** Extrait présenté **
◆ ◆ ◆ ◆ ◆
L’histoire de l’Europe abonde en exemples de souverains qui paraissent n’avoir exprimé leurs volontés suprêmes que pour donner à leur entourage le malin plaisir de ne pas les exécuter. On n’est pas, sur ce point, plus scrupuleux au Soudan qu’en Europe ; mais le calife était trop intéressé à ce qu’on respectât le dernier vœu du Mahdi pour n’y pas veiller. Il a déjoué toutes les tentatives dirigées contre son pouvoir. Et depuis onze ans le territoire qui s’étend de Dongola jusqu’au-delà de la région marécageuse du lac Nô, sur le haut Nil, et du Darfour à la rivière Atbara, est resté sous sa domination.
◆ ◆ ◆ ◆ ◆
** Données extraites **
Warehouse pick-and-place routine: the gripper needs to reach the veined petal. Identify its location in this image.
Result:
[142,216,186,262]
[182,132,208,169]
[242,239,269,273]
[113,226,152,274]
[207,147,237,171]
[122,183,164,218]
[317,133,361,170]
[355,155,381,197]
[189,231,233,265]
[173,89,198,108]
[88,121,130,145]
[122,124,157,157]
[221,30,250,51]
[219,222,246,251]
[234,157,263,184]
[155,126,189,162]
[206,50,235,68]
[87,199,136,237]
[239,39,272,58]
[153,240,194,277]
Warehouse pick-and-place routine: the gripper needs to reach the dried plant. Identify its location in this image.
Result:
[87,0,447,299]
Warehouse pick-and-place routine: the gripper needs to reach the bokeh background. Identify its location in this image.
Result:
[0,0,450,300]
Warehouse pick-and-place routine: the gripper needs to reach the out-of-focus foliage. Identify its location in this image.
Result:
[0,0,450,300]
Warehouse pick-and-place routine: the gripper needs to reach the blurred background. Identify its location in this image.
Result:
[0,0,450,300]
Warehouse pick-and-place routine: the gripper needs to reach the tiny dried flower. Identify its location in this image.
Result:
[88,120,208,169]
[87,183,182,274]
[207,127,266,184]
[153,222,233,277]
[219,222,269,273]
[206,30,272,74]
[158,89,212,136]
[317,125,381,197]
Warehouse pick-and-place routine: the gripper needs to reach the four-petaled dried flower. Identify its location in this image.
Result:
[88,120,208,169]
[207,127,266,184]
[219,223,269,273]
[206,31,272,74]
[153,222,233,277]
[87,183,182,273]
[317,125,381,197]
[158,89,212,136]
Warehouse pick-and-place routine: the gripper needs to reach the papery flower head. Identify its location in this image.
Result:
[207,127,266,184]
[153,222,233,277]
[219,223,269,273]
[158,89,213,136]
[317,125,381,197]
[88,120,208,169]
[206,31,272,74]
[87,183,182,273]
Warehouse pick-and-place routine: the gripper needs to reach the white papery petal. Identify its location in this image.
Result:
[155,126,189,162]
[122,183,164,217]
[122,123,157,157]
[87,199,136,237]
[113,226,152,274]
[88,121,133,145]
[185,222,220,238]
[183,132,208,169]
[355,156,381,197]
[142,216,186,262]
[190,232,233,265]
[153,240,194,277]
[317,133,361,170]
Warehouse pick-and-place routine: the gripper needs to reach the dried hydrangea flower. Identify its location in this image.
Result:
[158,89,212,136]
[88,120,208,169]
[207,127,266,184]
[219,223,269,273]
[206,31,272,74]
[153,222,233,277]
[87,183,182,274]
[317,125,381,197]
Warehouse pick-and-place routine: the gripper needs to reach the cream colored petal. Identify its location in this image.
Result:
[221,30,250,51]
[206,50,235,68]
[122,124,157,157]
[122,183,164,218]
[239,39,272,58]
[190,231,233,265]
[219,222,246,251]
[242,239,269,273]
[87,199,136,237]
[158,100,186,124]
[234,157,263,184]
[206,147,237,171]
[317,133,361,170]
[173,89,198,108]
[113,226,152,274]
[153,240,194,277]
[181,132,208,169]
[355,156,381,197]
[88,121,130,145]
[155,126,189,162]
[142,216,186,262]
◆ ◆ ◆ ◆ ◆
** Exercices écrits **
• a. Recopiez le passage de l'extrait compris entre « L’histoire de l’Europe » et « sous sa domination. », bornes incluses.
• b. D'après l'extrait, depuis combien d'années le territoire est-il resté sous la domination du calife ?
Veuillez vous fonder uniquement sur l'extrait.

** Corrigé complet **
• a.
L’histoire de l’Europe abonde en exemples de souverains qui paraissent n’avoir exprimé leurs volontés suprêmes que pour donner à leur entourage le malin plaisir de ne pas les exécuter. On n’est pas, sur ce point, plus scrupuleux au Soudan qu’en Europe ; mais le calife était trop intéressé à ce qu’on respectât le dernier vœu du Mahdi pour n’y pas veiller. Il a déjoué toutes les tentatives dirigées contre son pouvoir. Et depuis onze ans le territoire qui s’étend de Dongola jusqu’au-delà de la région marécageuse du lac Nô, sur le haut Nil, et du Darfour à la rivière Atbara, est resté sous sa domination.

• b. Depuis onze ans.